Задания:
1: Ответьте на вопросы по фрагменту о статье Карла Сагана:
(a) В каком журнале и в каком номере напечатана статья «Наш общий враг»?
(b) Что Саган называет общим врагом, способным привести к взаимному уничтожению?
(c) На каком предмете, по словам Сагана, национальный символ «украшает собой весь мир»?
2: Допишите фрагмент о статье Карла Сагана, начав сразу после его последнего предложения.

··· Фрагмент документа ···

Добавить в цитаты Настройки чтения

Страница 122 из 162

В «Огоньке» (1988, № 11) была напечатана статья американского ученого Карла Сагана «Наш общий враг». Таким врагом, способным привести к взаимному уничтожению, он считает обоюдную враждебность и недоверие, основывающиеся на «образе страны». В свою очередь, образ этот строится на фактах истории.

В нашей истории одним из моментов, вызывающих наибольшее недоверие американцев, Карл Саган видит концепцию неизбежности мировой революции. «В глазах многих американцев коммунизм означает бедность, отсталость и ГУЛАГ в награду за высказывание своего мнения, жестокое подавление человеческого духа и жажду покорить весь мир». Проявлением последнего американскому профессору представляется и наш герб. «Даже сейчас на ваших монетах национальный символ украшает собой весь мир».

··· Строки данных ···

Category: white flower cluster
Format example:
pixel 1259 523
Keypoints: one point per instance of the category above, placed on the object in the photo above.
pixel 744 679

···

Ожидаемые ответы:
1:
(a) В «Огоньке», 1988, № 11.
(b) Обоюдную враждебность и недоверие, основанные на «образе страны».
(c) На монетах.

2:
И пусть академик Арбатов с иронией возразит, что советский герб на монетах «имеет такое же отношение к притязаниям на земной шар, как полумесяц на турецком флаге к притязаниям Турции на Луну», – само возникновение символа связано с концепцией неизбежности мировой революции.

Возможно, кому-то и сейчас близки идеи мирового пожара, «земшарной республики Советов», возможно, кому-то импонирует романтическая надежда Павла Когана:

Но мы еще дойдем до Ганга, Но мы еще умрем в боях, Чтоб от Японии до Англии Сияла Родина моя.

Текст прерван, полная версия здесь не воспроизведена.